Awareness of selection bias in specific studies and study design types is important for both researchers and policy makers in public health. In case–control studies, selection bias may be compounded as cases and controls are often taken from different sampling frames but assumed to represent the same study base. Hence, selection is associated with disease outcome, and if this selection is also associated with specific risk factors, bias may result.

This study used breast cancer cases from an interview-based case–control study to examine coverage error of the WDOT sampling frame used to select controls from the population. This approach assumes that factors associated with coverage are similar in both case and control groups. In this database, 31% of cases (N = 926) found in the WDOT master file renewed their driver's license after being diagnosed with cancer. For those cases, we were unable to determine their opt-out status before diagnosis. However, removing those 31% of cases did not change the factors determined to be associated with “opt out”. In addition, to argue that the determinants of opting out of the WDOT sampling frame are the same in this population of cases as in the general population, one would have to assume that nonparticipants have the same determinants of opting out as the cases that took part in this study, and that these determinants have the same magnitude of association with opting out. While this may be a valid assumption, more research is needed on the cases that did not participate in the WWHS study to evaluate whether the opt-out determinants remain consistent.

This research indicates that breast cancer cases under 40 years of age are more likely to “opt out”. Bias due to this finding in breast cancer research would be expected to be minimal with approximately 6% of all incident breast cancer cases occurring in women under the age of 40 (21). However, the finding may forecast a future deterioration of the coverage of this sampling frame if one assumes that the majority of respondents that have opted out will likely not opt back into the list sold by the state. Another option available to researchers would be to simply exclude those cases where bias is most likely. In this case that would be women under the age of 40. The potential for misinterpretation of results may be more serious than the loss of precision due to the smaller sample size. However, potentially informative data on these subgroups would be lost. Researchers could also use interaction effects to evaluate stratum specific estimates of bias related to opt out in these subgroups.

Of interest to breast cancer research were the findings that parity, income, and the use of hormone replacement therapy were associated with coverage on the sampling frame used to select controls. Women with higher parity, lower income, and never users of postmenopausal hormones are also less likely to develop breast cancer. Using a sampling frame that has fewer women with high parity, fewer women with high incomes, and fewer women who have ever used hormones to select controls may bias the results of a case–control study when those risk factors are included as primary exposures or as covariates. By assuming the same SPRs for cases and controls, we estimate control SPRs < 1.0 for greater parity, higher income, and use of hormone replacement therapy. Control SPRs < 1.0 would create observed ORs that are numerically higher than the truth (positive bias) when evaluating these factors in case–control studies that use driver's license master files to identify controls. For example, although there is widespread agreement that postmenopausal estrogen–progesterone therapy is a risk factor for the development of breast cancer, an OR from a case–control study that uses the driver's license master file to identify controls that enabled potential controls to opt out due to privacy concerns would likely be overestimated. For conditions other than breast cancer, these factors (income, postmenopausal hormone use, and parity) are also likely associated with socioeconomic variables.

Records excerpted from a collection
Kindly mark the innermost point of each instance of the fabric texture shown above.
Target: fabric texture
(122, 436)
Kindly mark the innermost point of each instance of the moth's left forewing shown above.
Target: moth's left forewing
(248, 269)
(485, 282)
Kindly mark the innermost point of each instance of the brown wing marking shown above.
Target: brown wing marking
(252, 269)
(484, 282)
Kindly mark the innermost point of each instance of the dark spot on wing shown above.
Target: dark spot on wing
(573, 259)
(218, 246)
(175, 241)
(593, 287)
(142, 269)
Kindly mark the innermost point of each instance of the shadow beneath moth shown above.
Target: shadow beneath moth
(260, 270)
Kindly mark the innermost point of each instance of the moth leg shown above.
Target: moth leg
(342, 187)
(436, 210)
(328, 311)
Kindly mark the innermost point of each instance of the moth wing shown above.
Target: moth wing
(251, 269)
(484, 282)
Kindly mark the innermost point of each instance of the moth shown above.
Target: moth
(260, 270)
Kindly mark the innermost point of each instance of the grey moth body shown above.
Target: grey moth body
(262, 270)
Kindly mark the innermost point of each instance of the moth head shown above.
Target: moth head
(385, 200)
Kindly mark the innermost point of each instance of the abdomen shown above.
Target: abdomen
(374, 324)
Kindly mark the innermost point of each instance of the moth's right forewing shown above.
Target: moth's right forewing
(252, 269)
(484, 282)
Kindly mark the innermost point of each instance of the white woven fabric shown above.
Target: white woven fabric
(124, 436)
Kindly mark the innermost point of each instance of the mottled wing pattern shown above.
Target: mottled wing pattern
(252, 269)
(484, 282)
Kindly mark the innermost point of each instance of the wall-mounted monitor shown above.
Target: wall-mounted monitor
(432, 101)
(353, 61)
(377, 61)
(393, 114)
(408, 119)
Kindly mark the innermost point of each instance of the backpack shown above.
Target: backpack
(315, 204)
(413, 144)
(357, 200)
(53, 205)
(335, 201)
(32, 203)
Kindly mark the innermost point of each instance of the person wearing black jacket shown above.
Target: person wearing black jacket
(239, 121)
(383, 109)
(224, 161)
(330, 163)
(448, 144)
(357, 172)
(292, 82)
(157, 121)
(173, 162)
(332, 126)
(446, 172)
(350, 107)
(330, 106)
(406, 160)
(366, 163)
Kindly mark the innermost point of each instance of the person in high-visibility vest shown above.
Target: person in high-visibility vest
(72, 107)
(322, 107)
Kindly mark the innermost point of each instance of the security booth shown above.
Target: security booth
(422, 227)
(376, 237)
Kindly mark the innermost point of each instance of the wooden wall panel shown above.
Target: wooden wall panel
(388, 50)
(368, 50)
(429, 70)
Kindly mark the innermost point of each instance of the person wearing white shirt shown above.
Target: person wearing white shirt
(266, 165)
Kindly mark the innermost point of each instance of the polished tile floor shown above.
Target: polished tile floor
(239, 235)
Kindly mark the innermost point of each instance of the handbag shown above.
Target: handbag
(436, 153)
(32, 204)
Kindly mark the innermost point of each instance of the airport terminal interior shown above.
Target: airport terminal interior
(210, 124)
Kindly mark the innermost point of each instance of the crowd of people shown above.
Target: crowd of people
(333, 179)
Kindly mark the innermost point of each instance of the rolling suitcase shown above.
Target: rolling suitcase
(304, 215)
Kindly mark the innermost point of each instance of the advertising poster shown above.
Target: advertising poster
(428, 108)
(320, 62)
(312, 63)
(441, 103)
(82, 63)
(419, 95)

▶ **Assigned task 1**
Can you reproduce everything in the selection bias passage from "Awareness of selection" down to "bias may result."?
▶ **Assigned task 2**
Answer these questions using the selection bias passage:
(a) What percentage of cases found in the WDOT master file renewed their driver's license after being diagnosed with cancer?
(b) Breast cancer cases below what age are more likely to "opt out"?
(c) Which three factors were found to be associated with coverage on the sampling frame used to select controls?

▶ **Reply 1**
Awareness of selection bias in specific studies and study design types is important for both researchers and policy makers in public health. In case–control studies, selection bias may be compounded as cases and controls are often taken from different sampling frames but assumed to represent the same study base. Hence, selection is associated with disease outcome, and if this selection is also associated with specific risk factors, bias may result.

▶ **Reply 2**
(a) 31%
(b) 40 years
(c) Parity, income, and the use of hormone replacement therapy